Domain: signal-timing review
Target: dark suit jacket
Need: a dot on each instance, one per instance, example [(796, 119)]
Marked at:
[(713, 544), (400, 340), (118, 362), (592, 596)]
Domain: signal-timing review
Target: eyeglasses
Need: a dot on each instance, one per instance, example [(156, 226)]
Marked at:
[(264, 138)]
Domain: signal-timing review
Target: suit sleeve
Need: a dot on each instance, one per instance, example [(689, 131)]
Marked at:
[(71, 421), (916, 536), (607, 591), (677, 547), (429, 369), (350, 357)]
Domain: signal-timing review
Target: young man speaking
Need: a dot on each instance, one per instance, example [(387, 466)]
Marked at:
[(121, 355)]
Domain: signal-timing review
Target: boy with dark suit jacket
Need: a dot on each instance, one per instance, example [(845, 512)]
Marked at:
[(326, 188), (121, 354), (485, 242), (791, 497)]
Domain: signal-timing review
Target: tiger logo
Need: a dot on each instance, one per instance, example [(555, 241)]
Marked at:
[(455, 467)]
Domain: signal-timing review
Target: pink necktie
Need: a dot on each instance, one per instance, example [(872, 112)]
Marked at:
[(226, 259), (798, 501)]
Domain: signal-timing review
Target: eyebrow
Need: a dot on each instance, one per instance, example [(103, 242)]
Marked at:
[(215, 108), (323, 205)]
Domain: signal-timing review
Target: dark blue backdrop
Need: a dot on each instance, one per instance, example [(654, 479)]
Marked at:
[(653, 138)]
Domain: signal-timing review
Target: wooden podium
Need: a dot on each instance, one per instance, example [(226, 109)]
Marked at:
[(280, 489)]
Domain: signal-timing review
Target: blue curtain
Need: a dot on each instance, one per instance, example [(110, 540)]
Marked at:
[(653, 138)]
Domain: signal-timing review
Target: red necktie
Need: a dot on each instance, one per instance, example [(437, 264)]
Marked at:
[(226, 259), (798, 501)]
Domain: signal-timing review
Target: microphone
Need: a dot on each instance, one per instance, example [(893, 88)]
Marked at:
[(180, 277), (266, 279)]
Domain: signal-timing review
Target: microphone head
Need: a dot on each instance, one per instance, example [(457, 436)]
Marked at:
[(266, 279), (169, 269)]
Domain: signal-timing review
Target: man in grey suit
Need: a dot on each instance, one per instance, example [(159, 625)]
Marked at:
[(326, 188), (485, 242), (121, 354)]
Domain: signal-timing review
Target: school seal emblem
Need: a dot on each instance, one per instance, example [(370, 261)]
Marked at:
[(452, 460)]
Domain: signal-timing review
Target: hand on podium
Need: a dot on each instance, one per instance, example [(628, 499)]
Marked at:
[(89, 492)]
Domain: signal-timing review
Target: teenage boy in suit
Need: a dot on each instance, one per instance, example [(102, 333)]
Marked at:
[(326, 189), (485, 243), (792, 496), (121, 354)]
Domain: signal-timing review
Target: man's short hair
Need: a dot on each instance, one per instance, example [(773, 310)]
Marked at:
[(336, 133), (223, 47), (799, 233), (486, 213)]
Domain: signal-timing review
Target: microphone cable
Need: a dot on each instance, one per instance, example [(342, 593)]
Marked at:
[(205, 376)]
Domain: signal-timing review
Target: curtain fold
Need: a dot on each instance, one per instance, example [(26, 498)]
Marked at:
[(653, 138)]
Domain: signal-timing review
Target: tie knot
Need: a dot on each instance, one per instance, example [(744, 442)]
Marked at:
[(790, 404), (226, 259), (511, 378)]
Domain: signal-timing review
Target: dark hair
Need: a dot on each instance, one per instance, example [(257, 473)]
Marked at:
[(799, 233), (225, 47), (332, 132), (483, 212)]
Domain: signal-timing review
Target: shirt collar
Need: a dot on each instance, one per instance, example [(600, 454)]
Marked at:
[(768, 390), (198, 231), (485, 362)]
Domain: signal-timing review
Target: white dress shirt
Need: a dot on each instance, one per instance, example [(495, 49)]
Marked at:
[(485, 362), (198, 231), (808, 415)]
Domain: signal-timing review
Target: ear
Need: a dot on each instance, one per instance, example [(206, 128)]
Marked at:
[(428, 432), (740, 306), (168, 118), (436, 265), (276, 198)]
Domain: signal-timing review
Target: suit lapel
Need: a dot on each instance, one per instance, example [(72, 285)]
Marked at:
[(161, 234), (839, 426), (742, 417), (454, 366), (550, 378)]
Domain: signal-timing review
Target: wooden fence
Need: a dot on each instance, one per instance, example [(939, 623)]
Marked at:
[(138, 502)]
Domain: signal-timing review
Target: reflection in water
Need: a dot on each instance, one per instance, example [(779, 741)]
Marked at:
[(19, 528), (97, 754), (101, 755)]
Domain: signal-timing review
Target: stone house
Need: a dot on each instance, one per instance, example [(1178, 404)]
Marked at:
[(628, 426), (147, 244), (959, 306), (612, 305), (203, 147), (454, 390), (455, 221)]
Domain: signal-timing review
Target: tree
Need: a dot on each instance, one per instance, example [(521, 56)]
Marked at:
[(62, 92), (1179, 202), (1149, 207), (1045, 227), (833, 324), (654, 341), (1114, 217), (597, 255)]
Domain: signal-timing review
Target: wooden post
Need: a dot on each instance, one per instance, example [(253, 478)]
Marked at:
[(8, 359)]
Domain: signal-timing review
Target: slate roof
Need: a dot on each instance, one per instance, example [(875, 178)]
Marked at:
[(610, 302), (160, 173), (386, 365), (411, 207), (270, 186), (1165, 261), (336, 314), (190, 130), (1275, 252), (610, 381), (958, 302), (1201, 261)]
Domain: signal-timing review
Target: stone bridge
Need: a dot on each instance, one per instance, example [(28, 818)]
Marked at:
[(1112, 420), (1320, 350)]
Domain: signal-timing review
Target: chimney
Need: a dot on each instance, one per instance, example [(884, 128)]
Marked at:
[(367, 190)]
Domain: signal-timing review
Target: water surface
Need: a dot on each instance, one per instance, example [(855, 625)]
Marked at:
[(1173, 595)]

→ Problem to work on
What is needed is each line from the records with the word "shirt" in it.

→ Solved exercise
Target: shirt collar
Target: white dress shirt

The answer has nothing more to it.